» **Problem**
For each statement below, state yes or no according to whether it agrees with the article on Opera Maine, and quote the deciding words of the article. 1. The company was at one time called Portland Opera Repertory Theater. 2. "La Traviata" opened at Merrill Auditorium on a Friday. 3. The company typically presents a modern chamber opera in the weeks after its main stage offering.
-- start of Document --
A pair of warring impulses seem to drive Opera Maine, the freshly renamed company formerly known as PORTOpera (and before that, Portland Opera Repertory Theater). Members of the company’s administration will tell you that they would love to present more than a single large production every year, and they agree that, in an ideal world, interspersing recent works among the repertory staples would best serve Portland’s opera-starved music fans. That’s why the company typically presents a modern chamber opera, like this summer’s staging of Jack Perla’s thought-provoking “An American Dream,” in the weeks before the main stage offering.

The other impulse is to limit its full-fledged, high-visibility productions to enduringly popular works like Verdi’s “La Traviata,” which opened in an attractively staged production at Merrill Auditorium on Wednesday evening and will be repeated on Friday.

You can’t really blame the company for favoring the classics. Opera is expensive, and if Opera Maine’s board is unable to raise enough money to present more than one big work, offering a guaranteed ticket-seller is the fiscally responsible choice.

Whether it’s the artistically responsible choice is a topic on which reasonable listeners may disagree: It leaves the unfortunate impression that in the vast operatic canon, only 19th-century tear-jerkers are worth staging. Yet, in a city where opera productions are few and far between, works like “La Traviata” ought to be seen.
-- end of Document --
-- start of Data rows --
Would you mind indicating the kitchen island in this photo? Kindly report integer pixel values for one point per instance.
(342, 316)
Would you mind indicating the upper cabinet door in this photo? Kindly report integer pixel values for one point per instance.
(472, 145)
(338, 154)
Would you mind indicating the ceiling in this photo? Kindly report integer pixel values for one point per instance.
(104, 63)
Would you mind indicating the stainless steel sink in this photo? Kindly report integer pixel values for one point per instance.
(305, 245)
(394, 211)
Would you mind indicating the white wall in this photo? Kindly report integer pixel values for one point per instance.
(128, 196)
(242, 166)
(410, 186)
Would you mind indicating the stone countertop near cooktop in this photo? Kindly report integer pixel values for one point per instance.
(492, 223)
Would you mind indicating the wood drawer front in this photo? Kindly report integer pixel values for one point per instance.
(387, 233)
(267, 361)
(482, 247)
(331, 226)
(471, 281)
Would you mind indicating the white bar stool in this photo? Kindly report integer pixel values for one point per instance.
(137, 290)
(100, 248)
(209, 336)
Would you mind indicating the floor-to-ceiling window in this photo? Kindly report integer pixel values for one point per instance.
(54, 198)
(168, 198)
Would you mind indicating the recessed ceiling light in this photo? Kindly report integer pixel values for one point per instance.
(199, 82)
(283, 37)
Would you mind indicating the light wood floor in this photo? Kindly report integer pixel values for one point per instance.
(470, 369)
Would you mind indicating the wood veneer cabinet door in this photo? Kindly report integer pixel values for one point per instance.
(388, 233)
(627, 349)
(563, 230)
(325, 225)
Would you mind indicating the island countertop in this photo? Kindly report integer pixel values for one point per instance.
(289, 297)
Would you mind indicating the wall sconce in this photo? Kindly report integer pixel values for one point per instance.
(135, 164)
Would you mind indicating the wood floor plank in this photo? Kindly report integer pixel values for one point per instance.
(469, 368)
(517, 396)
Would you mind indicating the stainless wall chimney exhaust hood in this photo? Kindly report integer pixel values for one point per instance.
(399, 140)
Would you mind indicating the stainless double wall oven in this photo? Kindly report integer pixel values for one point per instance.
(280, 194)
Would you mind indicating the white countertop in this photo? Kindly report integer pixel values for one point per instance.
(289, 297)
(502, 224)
-- end of Data rows --
» **Final result**
1. Yes: "and before that, Portland Opera Repertory Theater"
2. No: "which opened in an attractively staged production at Merrill Auditorium on Wednesday evening and will be repeated on Friday"
3. No: "in the weeks before the main stage offering"